=== Material for this exercise ===

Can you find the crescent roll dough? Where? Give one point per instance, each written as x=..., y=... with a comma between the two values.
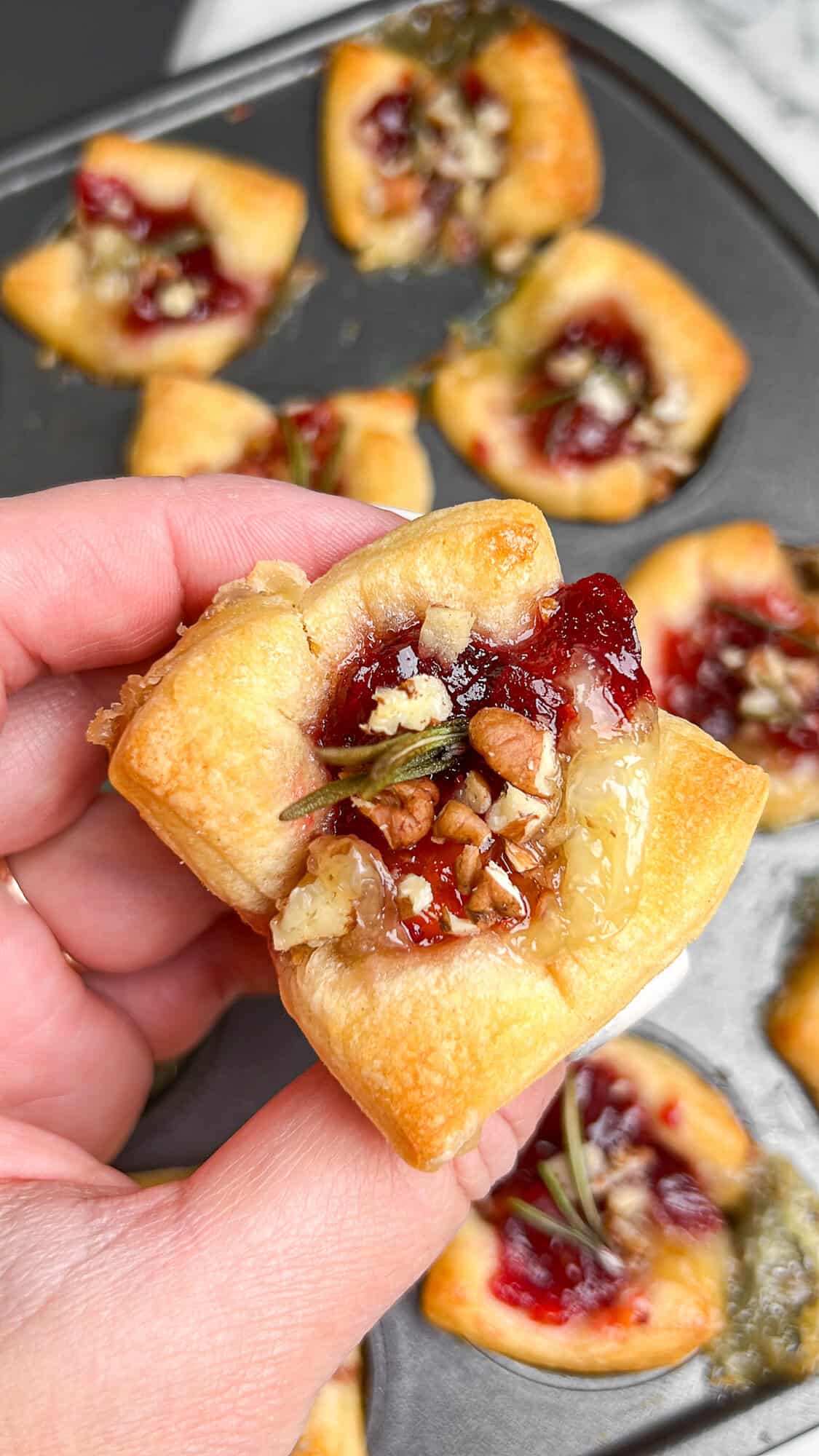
x=547, y=173
x=216, y=740
x=189, y=427
x=72, y=292
x=793, y=1018
x=681, y=1282
x=336, y=1425
x=740, y=563
x=483, y=397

===

■ **Task objective**
Each record above needs to be copied exactly, with images left out.

■ **Answer box**
Can you find the crescent roll dough? Where? Give one point per instance, each written as x=..., y=... with a comma between the two values.
x=547, y=173
x=216, y=740
x=189, y=427
x=72, y=292
x=793, y=1018
x=681, y=1282
x=336, y=1425
x=740, y=563
x=483, y=397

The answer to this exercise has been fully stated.